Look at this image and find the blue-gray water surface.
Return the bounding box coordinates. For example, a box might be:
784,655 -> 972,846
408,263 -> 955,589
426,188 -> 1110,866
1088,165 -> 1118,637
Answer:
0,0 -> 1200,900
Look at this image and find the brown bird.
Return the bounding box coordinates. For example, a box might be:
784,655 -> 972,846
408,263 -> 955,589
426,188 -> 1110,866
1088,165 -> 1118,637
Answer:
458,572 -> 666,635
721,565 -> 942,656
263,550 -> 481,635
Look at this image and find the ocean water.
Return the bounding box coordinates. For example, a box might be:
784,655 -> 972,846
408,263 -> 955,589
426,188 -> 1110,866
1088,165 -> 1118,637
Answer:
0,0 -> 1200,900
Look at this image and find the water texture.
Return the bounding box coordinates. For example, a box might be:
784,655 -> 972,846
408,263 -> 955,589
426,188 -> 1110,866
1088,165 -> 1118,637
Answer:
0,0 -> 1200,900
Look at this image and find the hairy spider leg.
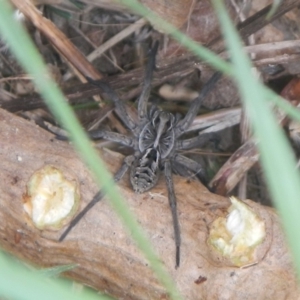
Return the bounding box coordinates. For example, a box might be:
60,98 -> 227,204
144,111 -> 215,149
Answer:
59,155 -> 133,242
175,72 -> 222,137
164,160 -> 181,269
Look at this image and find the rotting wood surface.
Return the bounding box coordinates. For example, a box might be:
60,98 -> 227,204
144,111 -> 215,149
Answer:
0,109 -> 300,300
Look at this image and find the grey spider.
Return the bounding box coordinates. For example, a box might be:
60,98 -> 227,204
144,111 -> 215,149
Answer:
59,43 -> 221,268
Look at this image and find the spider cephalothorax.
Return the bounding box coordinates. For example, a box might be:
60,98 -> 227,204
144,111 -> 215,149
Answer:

◇ ◇ ◇

> [WHAT IS ASKED] Reproduce every line of the material above word for word, leaving out the pictures.

> [EXERCISE OUTPUT]
Look at this image and find the blue-gray water surface.
Return the bounding box coordinates. For example, a box might be:
784,655 -> 972,846
408,263 -> 955,589
426,188 -> 1110,866
1088,165 -> 1118,637
Answer:
0,0 -> 1200,900
Look at this image and find the brown bird.
Return the bounding box coordinates. For example, a box might be:
784,655 -> 972,846
408,263 -> 955,589
426,188 -> 1110,866
1088,165 -> 1118,637
Answer:
458,572 -> 666,635
721,565 -> 942,656
263,550 -> 481,635
Look at this image and find the ocean water.
Return the bounding box coordinates. For example, a box might be:
784,655 -> 972,846
408,263 -> 955,589
426,188 -> 1110,866
1088,165 -> 1118,637
Answer:
0,0 -> 1200,900
Look at this image and find the water texture.
Return the bounding box coordinates. For example, a box might be:
784,655 -> 972,846
408,263 -> 955,589
426,188 -> 1110,866
1088,165 -> 1118,637
Answer:
0,0 -> 1200,900
Look at this image and find the hairy spider leg.
Return the bounding box coordinates. For example, a box might be:
60,98 -> 227,204
144,111 -> 215,149
Answer:
59,155 -> 133,242
175,72 -> 222,137
164,160 -> 181,269
Look at this image and find the rotting wood surface.
Return the bounding box coordinates. For example, a box might be:
60,98 -> 227,204
144,111 -> 215,149
Answer:
0,109 -> 300,300
Look at this image and find the grey spider.
Return the bounding box coordinates. For example, a box might be:
60,98 -> 227,204
144,111 -> 215,149
Answer:
59,43 -> 221,268
Look at this image and find the spider cephalothorax.
Return the bounding box coordinates. For example, a box might be:
60,98 -> 227,204
144,111 -> 215,149
Answer:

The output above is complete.